**Problèmes et tâches:**
A) Pour chaque affirmation ci-après, dites si elle concorde avec le texte sur les témoignages de patients, par oui ou par non, en citant à l’identique les mots du texte qui tranchent. (i) La Cour d’Appel d’Aix en Provence rejette systématiquement les témoignages de patients recueillis par l’infirmière. (ii) Le texte présente la souffrance infligée par les soignants comme une règle générale. (iii) La toilette des patients devrait, paraît-il, se faire en 10 minutes.
B) Recopiez s’il vous plaît le passage du texte sur les témoignages de patients qui commence par « La Cour d’Appel d’Aix en Provence nie » et se termine par « par cette Cour. ».

La Cour d’Appel d’Aix en Provence nie toute valeur aux témoignages recueillis par les infirmiers auprès de leurs patients dépendants (AIS3)
La Cour d’Appel d’Aix en Provence érige en principe le fait que les infirmières libérales, et tous les soignants, de par leur rôle et leur présence auprès des malades âgés ou dépendants, exercent nécessairement une pression sur ces patients, qui les craignent. Il en résulte que les témoignages de patients recueillis par l’infirmière sont systématiquement rejetés par cette Cour.
Qui n’a jamais eu peur de la piqûre, des examens ou des « soins » (surtout hospitaliers !) dont on ne sait jamais à quoi il faut s’attendre ? Chez un patient âgé ou très malade, alors que la douleur se prolonge, se répète ou devient aigüe, le moindre soin qui se profile suscite la crainte de la douleur. La peur d’avoir mal, c’est déjà la douleur. Le patient fragile, âgé, surtout celui qui est hospitalisé, a le sentiment (justifié ou non) que l’infirmière mal lunée, celle du matin, ou mieux encore l’intérimaire qui débarque dans un service « lourd », risque de le faire souffrir. Ce n’est pas faux et nous, les enfants et petits-enfants de ces patients, avons encore en mémoire douloureuse tous les « m’enfin, ne me dites pas que je vous fais mal ? » et « faut pas qu’elle se laisse aller la mamie ! ». Il ne faut cependant pas en faire une règle générale. S’il arrive qu’un soignant ne sache ou ne puisse pas s’adapter aux circonstances, il y en a mille autres qui sont de merveilleux professionnels, formés à la psychologie du patient et à la douleur. Ce sont ceux-là qui doivent paraît-il faire la toilette des patients en 6 minutes 66 (vous pouvez voir la vidéo pleine d’humour de Sabrina Ali Benali ci-dessous ou sur Youtube).

**Extraits de données:**
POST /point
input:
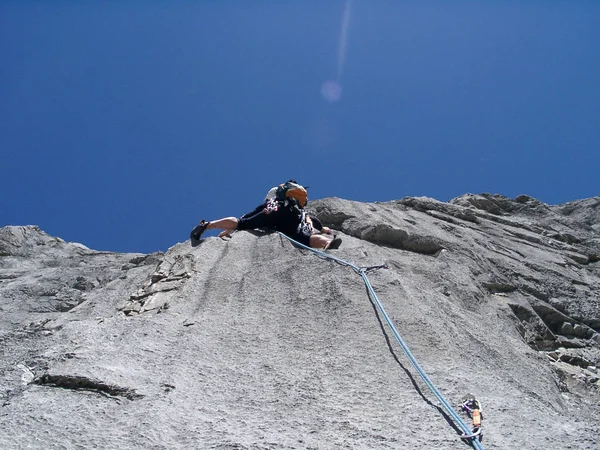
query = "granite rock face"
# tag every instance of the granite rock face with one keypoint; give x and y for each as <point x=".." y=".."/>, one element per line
<point x="253" y="343"/>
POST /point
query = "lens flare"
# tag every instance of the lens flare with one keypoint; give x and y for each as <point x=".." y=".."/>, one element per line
<point x="332" y="90"/>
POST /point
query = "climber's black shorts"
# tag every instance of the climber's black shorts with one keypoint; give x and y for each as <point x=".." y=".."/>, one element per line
<point x="275" y="216"/>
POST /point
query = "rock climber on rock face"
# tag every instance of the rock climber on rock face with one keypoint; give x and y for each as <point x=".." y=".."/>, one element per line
<point x="282" y="210"/>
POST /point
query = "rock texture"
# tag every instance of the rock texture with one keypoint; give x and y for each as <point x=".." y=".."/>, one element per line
<point x="254" y="344"/>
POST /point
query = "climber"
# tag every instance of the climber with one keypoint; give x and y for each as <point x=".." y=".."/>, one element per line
<point x="282" y="213"/>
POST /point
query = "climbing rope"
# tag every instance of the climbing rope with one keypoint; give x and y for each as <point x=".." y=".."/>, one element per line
<point x="362" y="271"/>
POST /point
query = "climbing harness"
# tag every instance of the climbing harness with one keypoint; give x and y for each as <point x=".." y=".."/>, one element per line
<point x="473" y="408"/>
<point x="362" y="271"/>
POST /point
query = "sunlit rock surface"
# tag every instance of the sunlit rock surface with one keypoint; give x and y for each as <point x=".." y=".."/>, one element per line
<point x="253" y="344"/>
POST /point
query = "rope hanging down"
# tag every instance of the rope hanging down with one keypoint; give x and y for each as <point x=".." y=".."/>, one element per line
<point x="362" y="271"/>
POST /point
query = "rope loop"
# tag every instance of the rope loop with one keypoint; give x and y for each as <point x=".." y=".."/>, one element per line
<point x="468" y="434"/>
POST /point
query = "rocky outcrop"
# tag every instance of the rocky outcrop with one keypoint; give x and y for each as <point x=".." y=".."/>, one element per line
<point x="253" y="343"/>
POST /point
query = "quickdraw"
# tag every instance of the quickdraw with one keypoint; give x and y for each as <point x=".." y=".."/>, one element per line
<point x="473" y="408"/>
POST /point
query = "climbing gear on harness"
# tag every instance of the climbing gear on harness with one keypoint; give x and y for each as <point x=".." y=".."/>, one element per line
<point x="196" y="233"/>
<point x="334" y="244"/>
<point x="363" y="273"/>
<point x="473" y="408"/>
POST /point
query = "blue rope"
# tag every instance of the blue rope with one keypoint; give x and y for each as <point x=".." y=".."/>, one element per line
<point x="363" y="273"/>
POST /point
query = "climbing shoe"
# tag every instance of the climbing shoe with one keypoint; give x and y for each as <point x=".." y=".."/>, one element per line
<point x="196" y="233"/>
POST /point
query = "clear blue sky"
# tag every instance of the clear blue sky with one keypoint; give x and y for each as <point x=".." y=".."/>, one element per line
<point x="122" y="123"/>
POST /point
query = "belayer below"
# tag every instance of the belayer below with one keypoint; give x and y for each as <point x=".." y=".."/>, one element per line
<point x="282" y="210"/>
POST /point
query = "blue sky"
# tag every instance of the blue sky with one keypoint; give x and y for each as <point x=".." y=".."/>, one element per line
<point x="124" y="123"/>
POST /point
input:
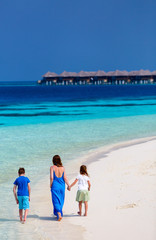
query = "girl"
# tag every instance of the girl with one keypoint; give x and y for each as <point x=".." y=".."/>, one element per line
<point x="83" y="189"/>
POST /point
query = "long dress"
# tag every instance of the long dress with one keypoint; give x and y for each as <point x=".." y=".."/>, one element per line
<point x="58" y="194"/>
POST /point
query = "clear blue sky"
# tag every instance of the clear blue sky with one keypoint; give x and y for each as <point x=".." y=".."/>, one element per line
<point x="56" y="35"/>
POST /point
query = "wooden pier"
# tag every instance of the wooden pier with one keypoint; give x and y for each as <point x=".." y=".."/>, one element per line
<point x="99" y="78"/>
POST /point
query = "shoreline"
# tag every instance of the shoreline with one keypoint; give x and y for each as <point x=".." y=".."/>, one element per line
<point x="43" y="224"/>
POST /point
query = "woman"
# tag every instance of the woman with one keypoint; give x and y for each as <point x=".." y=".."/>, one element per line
<point x="57" y="184"/>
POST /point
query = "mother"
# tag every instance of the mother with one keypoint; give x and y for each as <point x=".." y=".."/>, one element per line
<point x="57" y="184"/>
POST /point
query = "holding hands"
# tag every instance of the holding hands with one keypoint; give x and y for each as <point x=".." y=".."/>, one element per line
<point x="69" y="188"/>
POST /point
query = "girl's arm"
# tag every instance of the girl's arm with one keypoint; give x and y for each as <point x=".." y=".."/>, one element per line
<point x="15" y="194"/>
<point x="29" y="190"/>
<point x="89" y="185"/>
<point x="51" y="176"/>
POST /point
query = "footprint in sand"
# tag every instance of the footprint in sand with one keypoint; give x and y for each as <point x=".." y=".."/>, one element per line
<point x="130" y="205"/>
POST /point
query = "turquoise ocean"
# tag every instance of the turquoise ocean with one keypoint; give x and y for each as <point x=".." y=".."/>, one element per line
<point x="37" y="122"/>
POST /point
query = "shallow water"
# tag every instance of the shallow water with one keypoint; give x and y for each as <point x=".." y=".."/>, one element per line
<point x="38" y="122"/>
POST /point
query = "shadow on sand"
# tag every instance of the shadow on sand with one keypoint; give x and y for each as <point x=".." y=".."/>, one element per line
<point x="51" y="218"/>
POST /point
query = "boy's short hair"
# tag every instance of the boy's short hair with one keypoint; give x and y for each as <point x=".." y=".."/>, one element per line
<point x="21" y="171"/>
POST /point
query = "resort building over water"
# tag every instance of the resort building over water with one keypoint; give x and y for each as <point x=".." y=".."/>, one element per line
<point x="99" y="78"/>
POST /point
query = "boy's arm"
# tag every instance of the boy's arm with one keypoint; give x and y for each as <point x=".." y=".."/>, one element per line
<point x="89" y="185"/>
<point x="51" y="176"/>
<point x="15" y="194"/>
<point x="29" y="190"/>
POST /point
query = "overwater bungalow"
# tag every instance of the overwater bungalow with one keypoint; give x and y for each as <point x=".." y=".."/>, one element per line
<point x="99" y="78"/>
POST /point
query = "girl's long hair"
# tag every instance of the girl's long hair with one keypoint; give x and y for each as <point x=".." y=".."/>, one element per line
<point x="83" y="170"/>
<point x="57" y="161"/>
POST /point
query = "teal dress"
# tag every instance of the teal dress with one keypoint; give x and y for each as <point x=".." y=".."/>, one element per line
<point x="58" y="194"/>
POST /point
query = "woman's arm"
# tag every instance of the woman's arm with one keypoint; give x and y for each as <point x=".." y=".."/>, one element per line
<point x="29" y="190"/>
<point x="51" y="176"/>
<point x="66" y="179"/>
<point x="89" y="185"/>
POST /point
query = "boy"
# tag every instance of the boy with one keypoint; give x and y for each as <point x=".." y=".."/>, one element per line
<point x="22" y="196"/>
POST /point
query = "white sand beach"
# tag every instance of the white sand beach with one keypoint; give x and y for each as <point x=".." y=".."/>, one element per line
<point x="122" y="204"/>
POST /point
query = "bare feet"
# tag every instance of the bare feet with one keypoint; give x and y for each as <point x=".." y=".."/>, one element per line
<point x="59" y="217"/>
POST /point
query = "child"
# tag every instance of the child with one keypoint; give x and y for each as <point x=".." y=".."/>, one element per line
<point x="83" y="189"/>
<point x="22" y="196"/>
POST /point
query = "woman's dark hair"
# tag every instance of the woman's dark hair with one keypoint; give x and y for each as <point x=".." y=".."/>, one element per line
<point x="21" y="171"/>
<point x="57" y="161"/>
<point x="83" y="170"/>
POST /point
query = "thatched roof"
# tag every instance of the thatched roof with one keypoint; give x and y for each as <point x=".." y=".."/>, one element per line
<point x="68" y="74"/>
<point x="83" y="74"/>
<point x="50" y="74"/>
<point x="100" y="73"/>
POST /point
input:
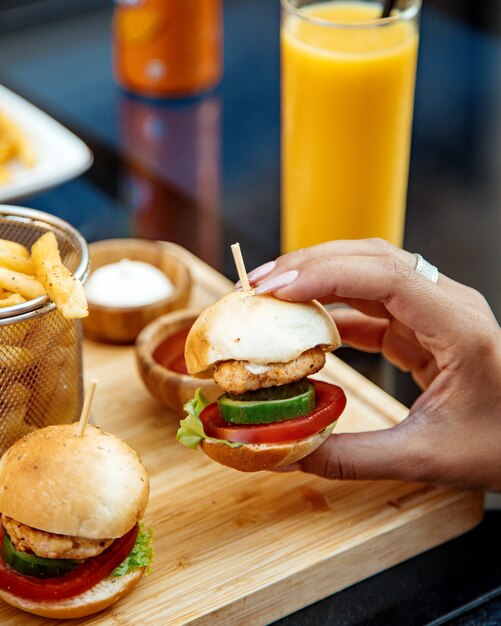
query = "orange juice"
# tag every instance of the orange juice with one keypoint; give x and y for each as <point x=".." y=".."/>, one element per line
<point x="347" y="102"/>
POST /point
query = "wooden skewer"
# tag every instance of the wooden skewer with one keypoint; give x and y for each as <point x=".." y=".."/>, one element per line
<point x="84" y="416"/>
<point x="239" y="262"/>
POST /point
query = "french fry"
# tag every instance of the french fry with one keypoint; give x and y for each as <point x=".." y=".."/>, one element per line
<point x="15" y="142"/>
<point x="12" y="247"/>
<point x="17" y="263"/>
<point x="61" y="286"/>
<point x="16" y="282"/>
<point x="11" y="300"/>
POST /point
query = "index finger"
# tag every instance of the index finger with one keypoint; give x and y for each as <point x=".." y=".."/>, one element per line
<point x="418" y="303"/>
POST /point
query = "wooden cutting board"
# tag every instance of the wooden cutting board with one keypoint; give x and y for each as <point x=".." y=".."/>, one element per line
<point x="246" y="549"/>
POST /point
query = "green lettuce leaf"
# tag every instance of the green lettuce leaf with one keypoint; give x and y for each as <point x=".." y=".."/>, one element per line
<point x="141" y="556"/>
<point x="191" y="430"/>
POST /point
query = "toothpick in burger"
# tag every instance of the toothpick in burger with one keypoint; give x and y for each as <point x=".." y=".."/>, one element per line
<point x="261" y="351"/>
<point x="70" y="533"/>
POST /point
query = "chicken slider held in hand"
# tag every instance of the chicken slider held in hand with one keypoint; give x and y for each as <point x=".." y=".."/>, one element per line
<point x="260" y="351"/>
<point x="70" y="505"/>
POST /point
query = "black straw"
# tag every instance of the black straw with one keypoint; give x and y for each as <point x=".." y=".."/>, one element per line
<point x="388" y="8"/>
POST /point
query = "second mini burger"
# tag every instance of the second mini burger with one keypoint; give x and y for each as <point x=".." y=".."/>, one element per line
<point x="261" y="351"/>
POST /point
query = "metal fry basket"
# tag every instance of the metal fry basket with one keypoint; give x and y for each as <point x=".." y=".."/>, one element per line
<point x="40" y="351"/>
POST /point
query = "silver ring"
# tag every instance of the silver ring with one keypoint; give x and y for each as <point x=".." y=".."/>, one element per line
<point x="426" y="269"/>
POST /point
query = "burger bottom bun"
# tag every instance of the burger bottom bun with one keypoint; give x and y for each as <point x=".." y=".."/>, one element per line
<point x="95" y="599"/>
<point x="252" y="457"/>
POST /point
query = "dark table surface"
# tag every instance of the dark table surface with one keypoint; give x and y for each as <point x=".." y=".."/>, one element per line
<point x="205" y="173"/>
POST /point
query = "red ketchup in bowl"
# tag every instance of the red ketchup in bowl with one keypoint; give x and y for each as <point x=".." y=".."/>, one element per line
<point x="170" y="352"/>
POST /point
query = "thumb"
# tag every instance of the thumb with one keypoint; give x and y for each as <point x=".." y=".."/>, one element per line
<point x="392" y="454"/>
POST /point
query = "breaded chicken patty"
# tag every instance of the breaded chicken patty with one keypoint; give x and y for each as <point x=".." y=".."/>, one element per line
<point x="235" y="376"/>
<point x="50" y="545"/>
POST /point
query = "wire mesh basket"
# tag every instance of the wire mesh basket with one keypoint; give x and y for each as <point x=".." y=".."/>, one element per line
<point x="41" y="379"/>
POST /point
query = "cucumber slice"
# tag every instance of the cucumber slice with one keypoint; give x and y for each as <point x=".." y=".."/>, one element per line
<point x="33" y="565"/>
<point x="266" y="411"/>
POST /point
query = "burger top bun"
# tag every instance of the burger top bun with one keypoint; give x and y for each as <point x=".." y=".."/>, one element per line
<point x="93" y="486"/>
<point x="257" y="328"/>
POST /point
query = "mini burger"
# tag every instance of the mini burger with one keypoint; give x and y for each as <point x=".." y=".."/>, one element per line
<point x="71" y="542"/>
<point x="261" y="351"/>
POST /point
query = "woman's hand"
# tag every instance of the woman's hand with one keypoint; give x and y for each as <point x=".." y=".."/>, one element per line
<point x="444" y="334"/>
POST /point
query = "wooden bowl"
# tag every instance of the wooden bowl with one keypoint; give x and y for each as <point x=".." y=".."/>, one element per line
<point x="123" y="324"/>
<point x="170" y="387"/>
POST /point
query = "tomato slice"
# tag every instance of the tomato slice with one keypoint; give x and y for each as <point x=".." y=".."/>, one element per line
<point x="85" y="576"/>
<point x="330" y="404"/>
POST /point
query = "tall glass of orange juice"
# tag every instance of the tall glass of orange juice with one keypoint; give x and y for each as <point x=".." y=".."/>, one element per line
<point x="348" y="80"/>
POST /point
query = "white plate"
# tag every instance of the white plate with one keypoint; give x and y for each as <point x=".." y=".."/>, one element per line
<point x="60" y="155"/>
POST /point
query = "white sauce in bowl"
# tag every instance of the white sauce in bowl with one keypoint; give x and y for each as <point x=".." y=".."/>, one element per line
<point x="127" y="284"/>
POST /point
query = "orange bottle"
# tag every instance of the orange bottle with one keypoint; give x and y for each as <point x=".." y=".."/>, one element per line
<point x="165" y="48"/>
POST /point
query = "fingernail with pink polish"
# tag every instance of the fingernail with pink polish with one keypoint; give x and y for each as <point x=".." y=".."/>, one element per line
<point x="277" y="282"/>
<point x="258" y="273"/>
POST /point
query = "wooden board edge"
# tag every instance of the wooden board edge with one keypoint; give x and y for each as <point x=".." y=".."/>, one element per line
<point x="457" y="514"/>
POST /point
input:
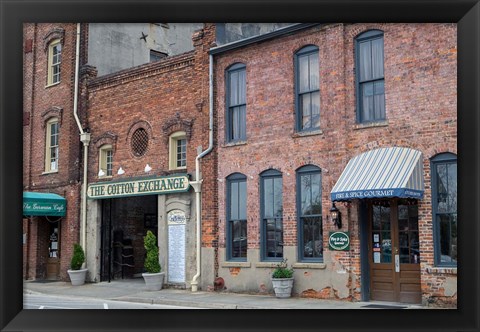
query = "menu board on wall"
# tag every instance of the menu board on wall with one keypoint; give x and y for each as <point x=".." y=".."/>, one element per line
<point x="176" y="246"/>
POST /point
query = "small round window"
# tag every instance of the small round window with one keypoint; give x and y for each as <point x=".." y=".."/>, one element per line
<point x="139" y="142"/>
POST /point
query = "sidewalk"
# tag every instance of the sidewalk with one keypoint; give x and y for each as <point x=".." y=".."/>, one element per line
<point x="133" y="290"/>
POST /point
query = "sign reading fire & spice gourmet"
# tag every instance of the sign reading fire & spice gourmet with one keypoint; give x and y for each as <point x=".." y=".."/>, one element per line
<point x="151" y="186"/>
<point x="339" y="241"/>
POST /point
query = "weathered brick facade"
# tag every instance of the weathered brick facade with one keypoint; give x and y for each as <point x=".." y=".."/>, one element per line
<point x="420" y="92"/>
<point x="40" y="103"/>
<point x="162" y="98"/>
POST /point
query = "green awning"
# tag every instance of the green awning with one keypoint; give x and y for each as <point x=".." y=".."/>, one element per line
<point x="43" y="204"/>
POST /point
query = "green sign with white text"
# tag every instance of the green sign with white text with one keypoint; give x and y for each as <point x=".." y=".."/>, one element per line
<point x="339" y="241"/>
<point x="151" y="186"/>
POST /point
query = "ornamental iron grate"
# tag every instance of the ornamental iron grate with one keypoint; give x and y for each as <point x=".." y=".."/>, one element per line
<point x="139" y="142"/>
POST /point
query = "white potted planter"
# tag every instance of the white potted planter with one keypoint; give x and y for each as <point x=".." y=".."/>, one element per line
<point x="154" y="281"/>
<point x="77" y="277"/>
<point x="76" y="273"/>
<point x="282" y="280"/>
<point x="153" y="276"/>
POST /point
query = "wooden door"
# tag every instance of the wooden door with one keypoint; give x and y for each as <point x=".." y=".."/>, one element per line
<point x="394" y="256"/>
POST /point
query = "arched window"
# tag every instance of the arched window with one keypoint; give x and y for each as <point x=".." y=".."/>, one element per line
<point x="309" y="213"/>
<point x="54" y="62"/>
<point x="52" y="145"/>
<point x="236" y="217"/>
<point x="178" y="150"/>
<point x="105" y="160"/>
<point x="370" y="82"/>
<point x="236" y="101"/>
<point x="271" y="211"/>
<point x="307" y="89"/>
<point x="444" y="208"/>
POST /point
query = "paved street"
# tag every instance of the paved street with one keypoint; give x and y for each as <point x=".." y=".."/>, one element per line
<point x="42" y="301"/>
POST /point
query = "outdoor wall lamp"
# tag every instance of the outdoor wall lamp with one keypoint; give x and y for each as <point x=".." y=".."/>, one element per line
<point x="336" y="216"/>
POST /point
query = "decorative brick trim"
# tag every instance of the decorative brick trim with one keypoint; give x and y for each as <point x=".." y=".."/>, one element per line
<point x="168" y="64"/>
<point x="177" y="124"/>
<point x="106" y="138"/>
<point x="56" y="33"/>
<point x="52" y="112"/>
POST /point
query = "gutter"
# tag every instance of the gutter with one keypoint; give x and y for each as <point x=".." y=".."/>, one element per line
<point x="85" y="139"/>
<point x="197" y="184"/>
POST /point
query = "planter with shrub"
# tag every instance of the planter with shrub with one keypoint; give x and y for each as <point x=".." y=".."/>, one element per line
<point x="282" y="280"/>
<point x="76" y="273"/>
<point x="153" y="276"/>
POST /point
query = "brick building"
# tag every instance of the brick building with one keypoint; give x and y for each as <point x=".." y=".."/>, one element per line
<point x="359" y="118"/>
<point x="53" y="153"/>
<point x="148" y="125"/>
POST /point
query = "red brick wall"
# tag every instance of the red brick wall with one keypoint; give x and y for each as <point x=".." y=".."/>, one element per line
<point x="420" y="76"/>
<point x="38" y="100"/>
<point x="171" y="91"/>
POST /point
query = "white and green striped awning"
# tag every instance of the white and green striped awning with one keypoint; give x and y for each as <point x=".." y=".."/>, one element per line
<point x="384" y="172"/>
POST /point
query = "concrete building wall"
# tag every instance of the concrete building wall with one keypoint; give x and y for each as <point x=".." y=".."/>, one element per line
<point x="420" y="76"/>
<point x="116" y="46"/>
<point x="231" y="32"/>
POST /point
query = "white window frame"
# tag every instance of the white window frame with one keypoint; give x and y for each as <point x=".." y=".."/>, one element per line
<point x="103" y="160"/>
<point x="48" y="145"/>
<point x="173" y="154"/>
<point x="53" y="79"/>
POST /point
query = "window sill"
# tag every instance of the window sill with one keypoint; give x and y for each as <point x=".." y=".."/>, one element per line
<point x="442" y="270"/>
<point x="267" y="264"/>
<point x="309" y="266"/>
<point x="236" y="264"/>
<point x="307" y="133"/>
<point x="50" y="85"/>
<point x="226" y="145"/>
<point x="358" y="126"/>
<point x="50" y="172"/>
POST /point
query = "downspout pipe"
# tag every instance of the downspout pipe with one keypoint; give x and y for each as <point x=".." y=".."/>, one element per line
<point x="197" y="184"/>
<point x="85" y="139"/>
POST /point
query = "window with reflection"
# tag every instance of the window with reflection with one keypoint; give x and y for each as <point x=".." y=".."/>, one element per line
<point x="444" y="205"/>
<point x="237" y="217"/>
<point x="370" y="80"/>
<point x="271" y="214"/>
<point x="307" y="74"/>
<point x="309" y="213"/>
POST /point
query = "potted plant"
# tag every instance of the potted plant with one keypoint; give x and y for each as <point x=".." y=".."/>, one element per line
<point x="76" y="273"/>
<point x="153" y="276"/>
<point x="282" y="280"/>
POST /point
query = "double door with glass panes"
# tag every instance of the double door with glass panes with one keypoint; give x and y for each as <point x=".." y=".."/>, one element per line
<point x="394" y="255"/>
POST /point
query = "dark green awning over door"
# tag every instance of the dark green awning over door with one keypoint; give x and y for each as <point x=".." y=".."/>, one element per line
<point x="43" y="204"/>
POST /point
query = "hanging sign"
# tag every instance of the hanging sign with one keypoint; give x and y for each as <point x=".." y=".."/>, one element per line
<point x="151" y="186"/>
<point x="339" y="241"/>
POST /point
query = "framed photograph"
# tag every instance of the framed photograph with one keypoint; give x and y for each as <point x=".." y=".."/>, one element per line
<point x="464" y="16"/>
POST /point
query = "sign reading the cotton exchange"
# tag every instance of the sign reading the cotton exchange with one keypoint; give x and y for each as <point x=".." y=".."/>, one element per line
<point x="339" y="241"/>
<point x="151" y="186"/>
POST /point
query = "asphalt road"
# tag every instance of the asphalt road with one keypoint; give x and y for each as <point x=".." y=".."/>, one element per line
<point x="41" y="301"/>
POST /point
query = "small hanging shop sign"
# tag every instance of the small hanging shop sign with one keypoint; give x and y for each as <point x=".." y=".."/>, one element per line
<point x="339" y="241"/>
<point x="151" y="186"/>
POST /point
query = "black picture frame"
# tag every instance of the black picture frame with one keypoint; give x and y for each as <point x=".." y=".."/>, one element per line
<point x="14" y="13"/>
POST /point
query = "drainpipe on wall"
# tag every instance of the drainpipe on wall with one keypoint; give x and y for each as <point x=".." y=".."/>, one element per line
<point x="85" y="139"/>
<point x="197" y="184"/>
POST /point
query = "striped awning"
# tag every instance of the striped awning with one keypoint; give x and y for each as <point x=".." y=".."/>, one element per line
<point x="384" y="172"/>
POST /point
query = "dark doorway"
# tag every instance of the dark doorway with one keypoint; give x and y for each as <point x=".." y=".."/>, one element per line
<point x="394" y="256"/>
<point x="125" y="222"/>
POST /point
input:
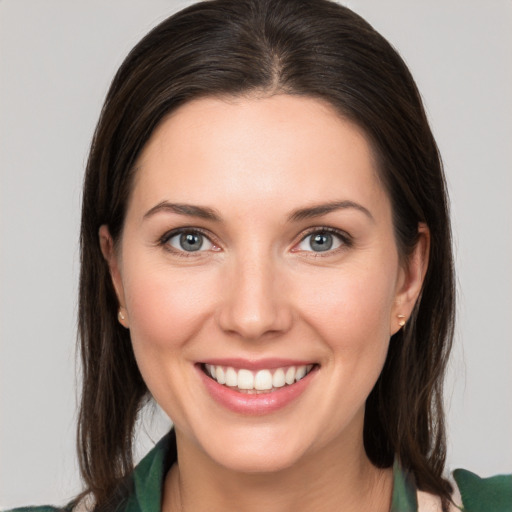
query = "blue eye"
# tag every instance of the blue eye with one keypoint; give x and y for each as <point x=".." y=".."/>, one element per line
<point x="190" y="241"/>
<point x="321" y="241"/>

**Réponses par tâche:**
A)
(i) Oui : « les témoignages de patients recueillis par l’infirmière sont systématiquement rejetés par cette Cour ».
(ii) Non : « Il ne faut cependant pas en faire une règle générale. »
(iii) Non : « faire la toilette des patients en 6 minutes 66 ».

B)
La Cour d’Appel d’Aix en Provence nie toute valeur aux témoignages recueillis par les infirmiers auprès de leurs patients dépendants (AIS3)
La Cour d’Appel d’Aix en Provence érige en principe le fait que les infirmières libérales, et tous les soignants, de par leur rôle et leur présence auprès des malades âgés ou dépendants, exercent nécessairement une pression sur ces patients, qui les craignent. Il en résulte que les témoignages de patients recueillis par l’infirmière sont systématiquement rejetés par cette Cour.